▶ Extracted records:

[BEGIN]

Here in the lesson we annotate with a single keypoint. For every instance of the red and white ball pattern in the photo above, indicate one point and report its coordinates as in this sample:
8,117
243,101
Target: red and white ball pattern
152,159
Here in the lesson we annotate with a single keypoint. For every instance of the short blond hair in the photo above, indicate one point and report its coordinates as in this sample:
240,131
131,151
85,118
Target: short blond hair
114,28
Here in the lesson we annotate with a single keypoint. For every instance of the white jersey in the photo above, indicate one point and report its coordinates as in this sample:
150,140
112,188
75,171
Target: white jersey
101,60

[END]
[BEGIN]

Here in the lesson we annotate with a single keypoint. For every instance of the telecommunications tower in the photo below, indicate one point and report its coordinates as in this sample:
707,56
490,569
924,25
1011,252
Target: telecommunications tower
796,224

[END]

▶ Problem to solve: Please identify each line in the data above that contains the word "blond" and copy those lines in full.

▶ Solution below:
Here in the lesson we annotate with a single keypoint. For every instance of the short blond hair in the photo above, indicate one point and report its coordinates as in this sample:
Target: short blond hair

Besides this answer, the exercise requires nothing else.